**RECORDS PROVIDED**.

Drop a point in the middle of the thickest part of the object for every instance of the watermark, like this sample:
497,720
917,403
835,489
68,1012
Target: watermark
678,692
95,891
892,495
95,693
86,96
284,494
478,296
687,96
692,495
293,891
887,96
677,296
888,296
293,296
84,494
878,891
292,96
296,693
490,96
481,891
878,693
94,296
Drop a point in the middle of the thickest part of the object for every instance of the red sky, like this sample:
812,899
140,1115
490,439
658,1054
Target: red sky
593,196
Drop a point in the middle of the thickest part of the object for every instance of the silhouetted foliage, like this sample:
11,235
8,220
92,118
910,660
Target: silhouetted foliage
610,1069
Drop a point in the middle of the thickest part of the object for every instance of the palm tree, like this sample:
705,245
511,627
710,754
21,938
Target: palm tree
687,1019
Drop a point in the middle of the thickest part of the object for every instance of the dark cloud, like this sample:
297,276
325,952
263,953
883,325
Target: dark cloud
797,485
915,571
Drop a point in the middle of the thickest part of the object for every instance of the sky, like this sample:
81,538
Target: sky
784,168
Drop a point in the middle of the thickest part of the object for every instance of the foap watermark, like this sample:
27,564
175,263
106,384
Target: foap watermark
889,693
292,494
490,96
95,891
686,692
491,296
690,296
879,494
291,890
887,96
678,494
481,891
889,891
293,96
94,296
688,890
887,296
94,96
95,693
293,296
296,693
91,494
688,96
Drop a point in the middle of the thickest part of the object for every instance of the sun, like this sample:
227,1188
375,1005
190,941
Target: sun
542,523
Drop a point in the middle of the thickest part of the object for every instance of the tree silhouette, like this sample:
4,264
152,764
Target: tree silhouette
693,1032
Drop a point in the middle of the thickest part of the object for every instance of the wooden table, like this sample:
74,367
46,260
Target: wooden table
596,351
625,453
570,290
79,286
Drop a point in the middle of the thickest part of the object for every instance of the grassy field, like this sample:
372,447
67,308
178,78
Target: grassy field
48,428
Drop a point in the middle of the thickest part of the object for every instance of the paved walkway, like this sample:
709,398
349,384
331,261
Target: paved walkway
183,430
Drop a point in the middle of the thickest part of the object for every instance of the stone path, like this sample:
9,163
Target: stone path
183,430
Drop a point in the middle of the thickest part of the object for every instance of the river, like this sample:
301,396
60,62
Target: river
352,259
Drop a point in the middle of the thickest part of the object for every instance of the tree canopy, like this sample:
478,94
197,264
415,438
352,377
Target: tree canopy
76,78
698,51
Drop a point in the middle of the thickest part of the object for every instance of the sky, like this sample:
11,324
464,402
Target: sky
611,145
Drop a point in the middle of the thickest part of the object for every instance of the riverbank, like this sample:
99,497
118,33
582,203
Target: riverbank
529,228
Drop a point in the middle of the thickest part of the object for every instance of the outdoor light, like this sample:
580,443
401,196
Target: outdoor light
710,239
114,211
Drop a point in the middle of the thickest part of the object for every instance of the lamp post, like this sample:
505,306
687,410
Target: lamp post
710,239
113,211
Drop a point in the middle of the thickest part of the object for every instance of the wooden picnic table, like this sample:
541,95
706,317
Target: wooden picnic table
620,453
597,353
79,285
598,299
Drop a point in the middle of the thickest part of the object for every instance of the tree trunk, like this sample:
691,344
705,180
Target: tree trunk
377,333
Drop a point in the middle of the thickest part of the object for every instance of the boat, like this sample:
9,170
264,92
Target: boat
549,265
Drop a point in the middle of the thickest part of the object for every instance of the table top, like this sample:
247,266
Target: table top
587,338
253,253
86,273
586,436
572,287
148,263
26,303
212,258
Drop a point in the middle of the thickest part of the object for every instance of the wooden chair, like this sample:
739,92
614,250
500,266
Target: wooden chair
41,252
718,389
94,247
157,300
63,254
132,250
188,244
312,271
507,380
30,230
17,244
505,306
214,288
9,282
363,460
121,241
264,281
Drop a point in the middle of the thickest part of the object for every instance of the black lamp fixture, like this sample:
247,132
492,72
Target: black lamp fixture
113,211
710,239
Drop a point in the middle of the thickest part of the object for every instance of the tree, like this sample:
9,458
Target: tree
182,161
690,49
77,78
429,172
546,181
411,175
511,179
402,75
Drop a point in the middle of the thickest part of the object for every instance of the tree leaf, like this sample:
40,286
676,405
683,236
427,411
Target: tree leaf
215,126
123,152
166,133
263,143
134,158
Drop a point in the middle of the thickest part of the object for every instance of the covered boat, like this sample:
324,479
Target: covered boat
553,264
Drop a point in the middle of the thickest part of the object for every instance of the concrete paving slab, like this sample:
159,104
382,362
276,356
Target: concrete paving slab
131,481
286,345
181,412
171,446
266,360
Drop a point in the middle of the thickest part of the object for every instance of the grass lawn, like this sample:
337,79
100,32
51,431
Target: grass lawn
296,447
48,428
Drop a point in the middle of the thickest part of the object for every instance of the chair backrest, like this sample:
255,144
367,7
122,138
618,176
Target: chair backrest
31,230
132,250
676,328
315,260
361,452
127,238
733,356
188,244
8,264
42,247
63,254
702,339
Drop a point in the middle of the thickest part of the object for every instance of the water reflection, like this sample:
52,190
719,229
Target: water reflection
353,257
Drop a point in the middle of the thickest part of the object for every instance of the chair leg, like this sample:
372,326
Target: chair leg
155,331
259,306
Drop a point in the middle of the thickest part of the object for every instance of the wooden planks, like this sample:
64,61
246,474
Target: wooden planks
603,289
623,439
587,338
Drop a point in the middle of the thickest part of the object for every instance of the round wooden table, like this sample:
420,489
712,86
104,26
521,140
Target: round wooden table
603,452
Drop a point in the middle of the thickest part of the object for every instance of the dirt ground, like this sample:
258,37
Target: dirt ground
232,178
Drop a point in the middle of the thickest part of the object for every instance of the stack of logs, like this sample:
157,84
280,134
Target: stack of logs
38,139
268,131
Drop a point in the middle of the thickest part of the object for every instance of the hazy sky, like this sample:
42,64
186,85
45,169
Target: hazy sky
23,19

**SHORT EXERCISE**.
Write out again, exactly, the lines from the one holding "water reflection, like" through the end of the listing, with both ends included.

**OUTPUT**.
Drop a point in the middle of the thickest part of the object for every instance of the water reflection, like this sample:
52,190
719,229
Target: water reflection
353,257
Drop a point in the middle of the thickest part of the object for every instance of the chair leg, like this sample:
372,326
Target: chair leg
155,331
259,306
Drop a point in the middle of the thickest part of the object for every instance of the wooden planks, like this sample:
64,61
246,474
Target: wooden planks
603,289
623,439
587,338
Drop a point in the middle of the thickest part of the object for every instance of the round wooden table, like this sample:
420,489
712,86
104,26
521,140
Target: round wooden table
603,452
Drop a point in the middle of the thickest part of the object for every instance of the dirt ground, like this sample:
258,37
Target: dirt ground
232,178
Drop a point in the middle of the thickest part of the object for every instance of the stack of logs, like this sample:
157,84
280,134
Target: stack of logs
38,139
268,131
Drop a point in the middle of the thickest part of the object for every instance of the hazy sky, like this sample:
42,64
186,85
45,169
Target: hazy sky
23,19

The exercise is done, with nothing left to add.